Article:
········

Les 10 films de 2014 : Genre(s) de Cinéma

L’année 2014 n’aura pas connu, surtout au sein du cinéma français, la richesse qui caractérisait l’année précédente. L’effervescence d’un cinéma marqué par une ambition sociologique face à une société contemporaine en perpétuelle mutation se dissipe pour laisser place à une cinéma centré sur lui-même. L’ambition des cinéastes aura été plutôt de questionner les fondements du cinéma : la narration et les genres cinématographiques qui en découlent.

Under the Skin, Jonathan Glazer

 C’est d’ailleurs la réflexion sur le genre fantastique, et son rattachement à notre réalité, qui aura donné les plus belles images cinématographiques de l’année. Le désenchantement du monde, théorisé par Weber, s’exprime au travers de plusieurs oeuvres présentes dans ce Top 10. D’abord avec Jim Jarmusch (Only Lovers Left Alive) qui fait de ses immortels vampires des personnages baudelairiens. Perdus dans l’immensité de l’existence, ils errent dans un monde en délitement. Plus sages que monstres, ils questionnent les archétypes du fantastique en dévoilant leurs propres limites : le sang est une drogue, l’immortalité un ennui, la mémoire une lassitude. Jim Jarmusch, avec une caméra virtuose, nous donne le vertige du temps. Avec un regard critique, il prolonge d’un « et après ? » toutes les fadaises fantastiques qui prône le Happy End sans en comprendre les enjeux. Ce retournement des codes du fantastique se retrouve également chez Jonathan Glazer qui continue de faire s’entrechoquer réalité/fantastique après Birth (2004). Avec Under the Skin, il réalise l’impensable quête d’humanité d’une entité extraterrestre vouée à tuer. Il inverse la logique du genre en amenant le réalisme au sein du fantastique : des formes géométriques hypnotiques de l’ouverture à la forêt écossaise de la scène finale. Il s’interroge ainsi sur la définition de l’homme au-delà de cette peau qui le caractérise. Un pessimisme (« l’homme est un loup pour l’homme », Hobbes) qui se retrouve dans la confrontation moraliste de Lars van Trier avec Nymphomaniac.

········

Données fournies:
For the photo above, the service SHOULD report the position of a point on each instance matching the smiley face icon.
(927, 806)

········

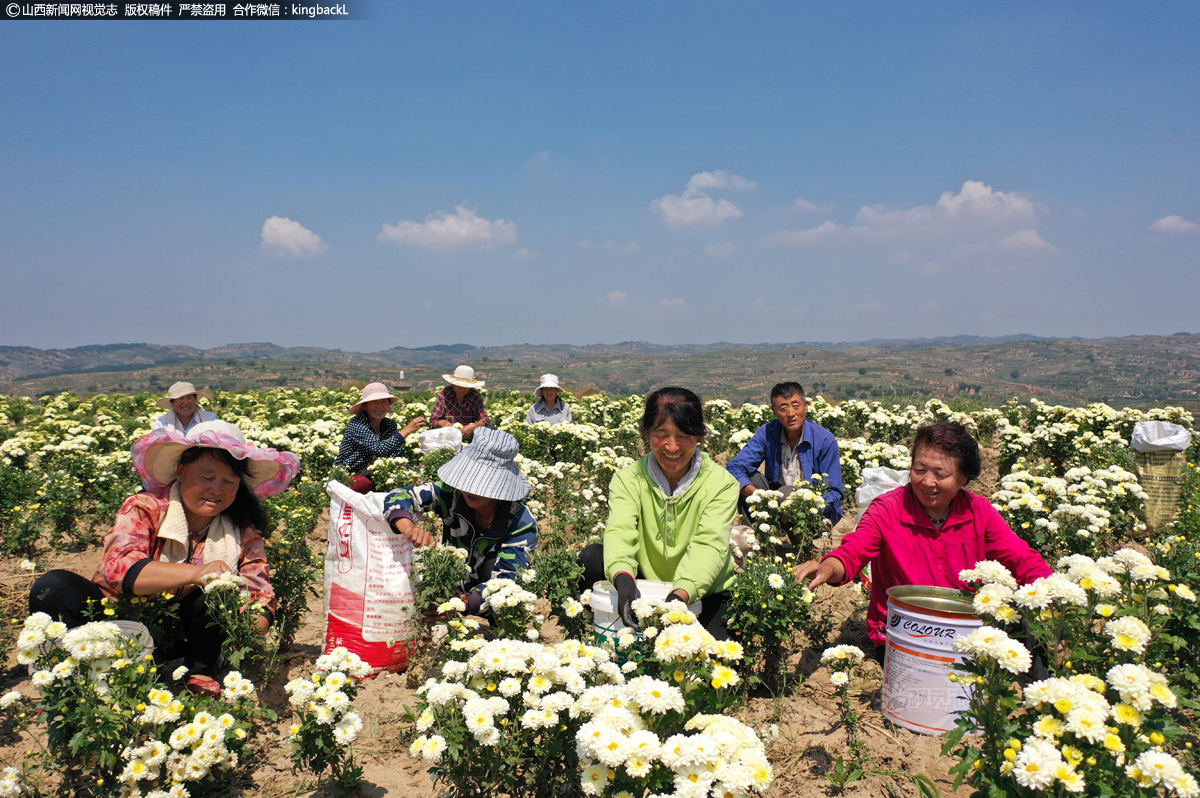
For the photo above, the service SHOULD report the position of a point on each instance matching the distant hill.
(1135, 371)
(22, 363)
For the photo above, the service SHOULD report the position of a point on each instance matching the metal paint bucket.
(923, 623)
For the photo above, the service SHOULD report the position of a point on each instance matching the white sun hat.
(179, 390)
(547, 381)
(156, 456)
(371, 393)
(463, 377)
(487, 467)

········

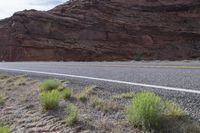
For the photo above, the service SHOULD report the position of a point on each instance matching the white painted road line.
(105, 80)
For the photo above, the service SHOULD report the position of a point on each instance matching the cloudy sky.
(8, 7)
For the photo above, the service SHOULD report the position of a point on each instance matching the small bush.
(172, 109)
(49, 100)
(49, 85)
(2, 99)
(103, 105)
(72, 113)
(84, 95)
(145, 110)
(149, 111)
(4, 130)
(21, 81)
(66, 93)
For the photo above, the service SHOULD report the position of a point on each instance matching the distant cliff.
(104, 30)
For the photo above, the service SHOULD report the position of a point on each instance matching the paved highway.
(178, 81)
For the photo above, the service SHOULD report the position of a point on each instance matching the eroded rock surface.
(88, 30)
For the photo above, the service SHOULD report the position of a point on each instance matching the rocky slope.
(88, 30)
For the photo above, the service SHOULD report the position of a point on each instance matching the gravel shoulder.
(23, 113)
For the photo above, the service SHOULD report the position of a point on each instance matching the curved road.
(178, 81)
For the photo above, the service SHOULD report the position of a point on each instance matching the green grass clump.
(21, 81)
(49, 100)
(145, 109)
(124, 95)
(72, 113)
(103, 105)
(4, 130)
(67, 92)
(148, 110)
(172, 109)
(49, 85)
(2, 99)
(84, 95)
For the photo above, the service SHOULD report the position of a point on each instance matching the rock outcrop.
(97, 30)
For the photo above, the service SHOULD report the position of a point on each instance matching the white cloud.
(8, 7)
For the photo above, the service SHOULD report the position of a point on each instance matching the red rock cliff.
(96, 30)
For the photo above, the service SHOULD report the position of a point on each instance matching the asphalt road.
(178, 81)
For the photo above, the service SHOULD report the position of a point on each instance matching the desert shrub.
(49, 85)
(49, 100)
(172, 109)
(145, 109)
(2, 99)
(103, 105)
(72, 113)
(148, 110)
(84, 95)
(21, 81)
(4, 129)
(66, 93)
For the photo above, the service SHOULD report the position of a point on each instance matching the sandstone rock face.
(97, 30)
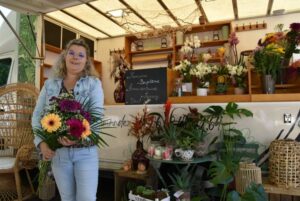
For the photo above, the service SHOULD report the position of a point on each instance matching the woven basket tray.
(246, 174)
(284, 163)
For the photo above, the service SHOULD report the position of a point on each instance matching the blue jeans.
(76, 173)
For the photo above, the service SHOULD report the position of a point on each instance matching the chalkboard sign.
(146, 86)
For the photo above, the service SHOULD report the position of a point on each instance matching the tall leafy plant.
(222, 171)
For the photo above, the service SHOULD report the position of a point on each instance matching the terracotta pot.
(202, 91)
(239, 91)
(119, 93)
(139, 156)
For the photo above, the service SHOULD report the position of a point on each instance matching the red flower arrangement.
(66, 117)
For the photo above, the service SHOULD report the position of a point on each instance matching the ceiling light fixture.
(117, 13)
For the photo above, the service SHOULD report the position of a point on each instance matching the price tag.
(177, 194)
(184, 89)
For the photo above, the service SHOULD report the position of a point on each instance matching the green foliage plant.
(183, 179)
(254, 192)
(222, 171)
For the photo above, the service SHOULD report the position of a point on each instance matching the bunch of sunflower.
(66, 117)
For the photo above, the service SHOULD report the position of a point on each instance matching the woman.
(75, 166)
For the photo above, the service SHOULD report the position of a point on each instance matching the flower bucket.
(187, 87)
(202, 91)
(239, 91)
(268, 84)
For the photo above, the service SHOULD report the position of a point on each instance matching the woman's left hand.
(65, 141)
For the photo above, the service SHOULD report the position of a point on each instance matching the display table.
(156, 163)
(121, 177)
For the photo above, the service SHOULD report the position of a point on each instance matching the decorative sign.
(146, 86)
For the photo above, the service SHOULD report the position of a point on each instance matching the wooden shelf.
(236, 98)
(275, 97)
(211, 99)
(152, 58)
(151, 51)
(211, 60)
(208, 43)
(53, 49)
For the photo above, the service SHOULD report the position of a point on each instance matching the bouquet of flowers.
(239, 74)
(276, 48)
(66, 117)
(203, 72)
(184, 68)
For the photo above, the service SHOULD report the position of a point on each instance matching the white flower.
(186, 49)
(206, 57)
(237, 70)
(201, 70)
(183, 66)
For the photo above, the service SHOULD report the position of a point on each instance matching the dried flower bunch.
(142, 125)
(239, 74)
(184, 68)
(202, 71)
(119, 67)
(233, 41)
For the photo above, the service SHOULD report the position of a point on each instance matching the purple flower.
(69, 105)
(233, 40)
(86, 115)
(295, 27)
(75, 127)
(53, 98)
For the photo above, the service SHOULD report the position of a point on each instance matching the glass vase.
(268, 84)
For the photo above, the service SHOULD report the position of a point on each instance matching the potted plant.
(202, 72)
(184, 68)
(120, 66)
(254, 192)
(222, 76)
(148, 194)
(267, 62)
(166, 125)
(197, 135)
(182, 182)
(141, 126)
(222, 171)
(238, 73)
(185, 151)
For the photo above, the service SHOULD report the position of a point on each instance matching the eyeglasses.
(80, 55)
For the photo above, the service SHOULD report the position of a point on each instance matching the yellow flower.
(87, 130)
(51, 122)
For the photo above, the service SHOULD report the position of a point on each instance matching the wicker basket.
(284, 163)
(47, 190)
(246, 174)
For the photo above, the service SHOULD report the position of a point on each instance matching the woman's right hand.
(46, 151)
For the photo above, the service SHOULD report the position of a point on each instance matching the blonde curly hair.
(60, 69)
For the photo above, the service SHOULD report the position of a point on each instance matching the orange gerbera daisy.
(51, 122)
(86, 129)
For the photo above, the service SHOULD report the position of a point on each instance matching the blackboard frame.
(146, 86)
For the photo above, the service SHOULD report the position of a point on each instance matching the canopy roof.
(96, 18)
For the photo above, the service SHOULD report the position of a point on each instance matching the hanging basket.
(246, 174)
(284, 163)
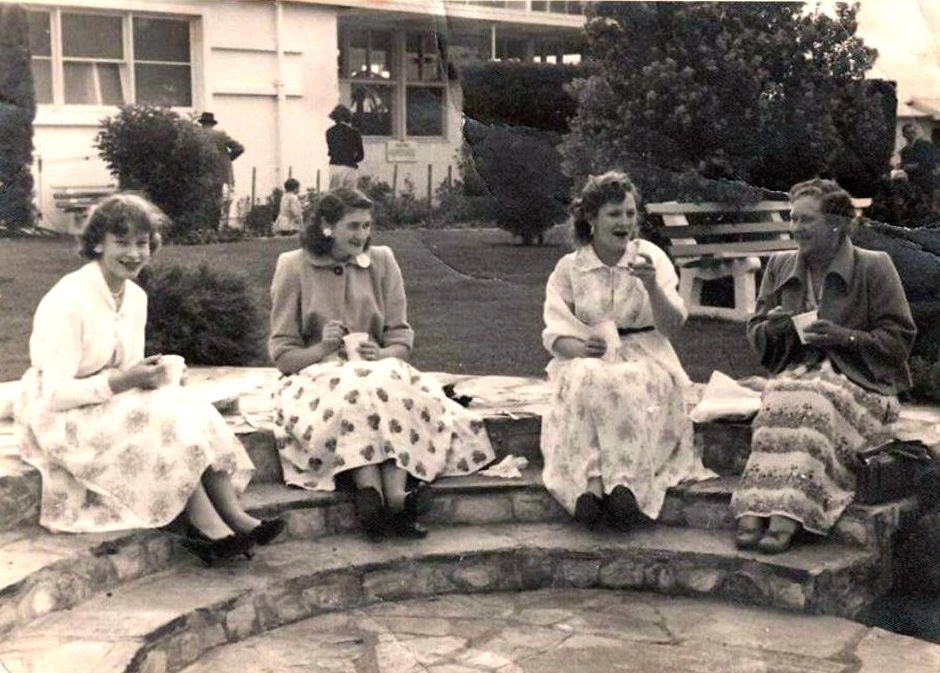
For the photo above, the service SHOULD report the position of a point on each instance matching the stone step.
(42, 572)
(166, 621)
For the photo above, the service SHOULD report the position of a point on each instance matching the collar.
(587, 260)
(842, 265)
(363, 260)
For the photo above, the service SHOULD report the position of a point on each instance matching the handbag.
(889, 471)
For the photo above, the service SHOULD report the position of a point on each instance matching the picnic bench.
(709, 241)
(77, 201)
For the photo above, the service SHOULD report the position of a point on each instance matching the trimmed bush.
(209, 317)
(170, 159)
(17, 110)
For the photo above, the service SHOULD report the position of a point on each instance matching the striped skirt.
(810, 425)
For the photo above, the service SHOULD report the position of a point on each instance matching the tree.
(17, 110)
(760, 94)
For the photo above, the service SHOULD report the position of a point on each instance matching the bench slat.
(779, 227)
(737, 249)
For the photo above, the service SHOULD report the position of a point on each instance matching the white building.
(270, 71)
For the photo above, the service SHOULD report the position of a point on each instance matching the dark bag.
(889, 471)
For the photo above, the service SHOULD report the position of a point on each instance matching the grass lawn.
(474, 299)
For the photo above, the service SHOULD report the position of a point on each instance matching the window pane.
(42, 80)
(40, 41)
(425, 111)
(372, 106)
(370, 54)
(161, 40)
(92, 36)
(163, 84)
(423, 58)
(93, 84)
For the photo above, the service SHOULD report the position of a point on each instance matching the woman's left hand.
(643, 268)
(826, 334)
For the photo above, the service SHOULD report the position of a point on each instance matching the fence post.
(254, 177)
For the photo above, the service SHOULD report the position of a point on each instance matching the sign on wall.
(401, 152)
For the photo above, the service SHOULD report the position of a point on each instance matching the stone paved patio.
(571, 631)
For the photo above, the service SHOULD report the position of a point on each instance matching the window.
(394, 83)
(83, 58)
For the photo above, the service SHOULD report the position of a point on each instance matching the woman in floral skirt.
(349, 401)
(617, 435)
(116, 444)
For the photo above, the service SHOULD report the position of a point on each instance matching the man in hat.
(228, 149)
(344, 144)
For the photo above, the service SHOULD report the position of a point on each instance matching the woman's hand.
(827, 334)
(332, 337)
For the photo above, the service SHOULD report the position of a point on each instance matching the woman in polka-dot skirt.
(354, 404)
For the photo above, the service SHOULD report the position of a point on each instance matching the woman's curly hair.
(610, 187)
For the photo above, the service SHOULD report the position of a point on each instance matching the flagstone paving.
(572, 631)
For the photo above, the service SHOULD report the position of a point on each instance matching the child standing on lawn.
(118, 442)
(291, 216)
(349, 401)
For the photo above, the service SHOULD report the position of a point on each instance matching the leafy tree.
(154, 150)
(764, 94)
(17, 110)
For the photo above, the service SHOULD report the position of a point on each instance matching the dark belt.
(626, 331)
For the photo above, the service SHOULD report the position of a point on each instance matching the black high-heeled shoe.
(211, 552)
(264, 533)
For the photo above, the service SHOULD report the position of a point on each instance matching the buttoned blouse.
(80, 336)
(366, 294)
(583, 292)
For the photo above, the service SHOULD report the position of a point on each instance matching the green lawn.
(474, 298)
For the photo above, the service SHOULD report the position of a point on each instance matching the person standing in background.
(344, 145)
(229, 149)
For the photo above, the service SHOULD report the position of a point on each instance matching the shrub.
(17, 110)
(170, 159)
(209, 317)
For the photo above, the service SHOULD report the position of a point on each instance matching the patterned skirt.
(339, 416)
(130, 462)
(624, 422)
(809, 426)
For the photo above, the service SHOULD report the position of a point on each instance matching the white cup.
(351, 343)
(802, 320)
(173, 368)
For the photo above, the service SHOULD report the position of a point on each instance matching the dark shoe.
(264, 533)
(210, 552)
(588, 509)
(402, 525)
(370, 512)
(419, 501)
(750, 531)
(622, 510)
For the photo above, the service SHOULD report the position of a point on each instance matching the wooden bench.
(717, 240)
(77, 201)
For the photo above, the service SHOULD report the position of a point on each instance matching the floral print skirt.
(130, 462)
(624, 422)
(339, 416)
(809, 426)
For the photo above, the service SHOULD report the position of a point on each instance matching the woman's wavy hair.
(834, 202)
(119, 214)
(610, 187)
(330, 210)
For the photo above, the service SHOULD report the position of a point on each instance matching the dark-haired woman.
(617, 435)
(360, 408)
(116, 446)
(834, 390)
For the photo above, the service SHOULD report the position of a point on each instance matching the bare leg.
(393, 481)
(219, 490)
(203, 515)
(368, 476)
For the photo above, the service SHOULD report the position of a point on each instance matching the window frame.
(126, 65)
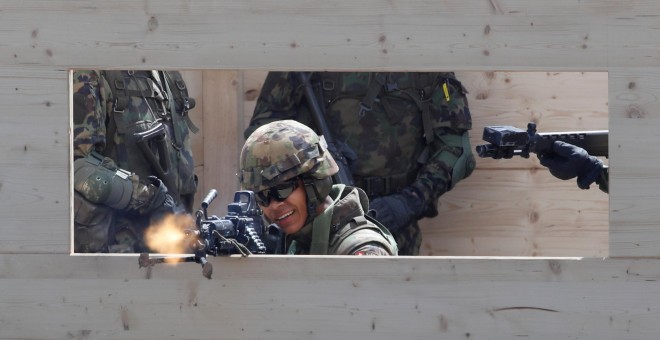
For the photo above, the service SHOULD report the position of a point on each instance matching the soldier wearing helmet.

········

Exercices à résoudre:
**a.** Répondez brièvement d'après l'article sur les films de 2014 :
(i) Selon l'article, qu'ont surtout cherché à questionner les cinéastes en 2014 ?
(ii) Quel film Jonathan Glazer avait-il réalisé en 2004 ?
(iii) Quel penseur l'article associe-t-il au désenchantement du monde ?
**b.** Prolongez l'article sur les dix films de 2014 après sa dernière phrase.
Ces lignes ne servent à rien ici.

Réponses par exercice:
**a.**
(i) Les fondements du cinéma : la narration et les genres cinématographiques qui en découlent.
(ii) Birth.
(iii) Weber.

**b.**
Le Vent se lève, Hayao Miyazaki

Le désenchantement se poursuit avec Hayao Miyazaki (Le Vent se lève) qui confronte son animation à l’épreuve du biopic. En retraçant l’histoire de Jiro Horikoshi – créateur des chasseurs bombardiers japonais de la Seconde Guerre mondiale -, il oppose alors la vision d’un visionnaire déterminé et l’utilisation pratique de ses trouvailles par l’armée. Sans moralisme, le réalisateur nippon trace le portrait d’une envie irrépressible de quitter un monde détruit par l’homme (la guerre) et par une terre épuisée (le séisme de 1923, une des plus belles scènes de l’année). Cette espérance, presque maladive, en une autre voie est le fil narratif de L’Institutrice de Nadav Lapid. La deuxième oeuvre du cinéaste israélien retrace le parcours d’une institutrice, poète amatrice sans grand talent, qui pense déceler chez un de ses élèves de 5 ans un don prodigieux pour la poésie. Ce messie culturel devient alors le symbole même d’une humanité innée qui se distingue de la barbarie justement par cette capacité à créer.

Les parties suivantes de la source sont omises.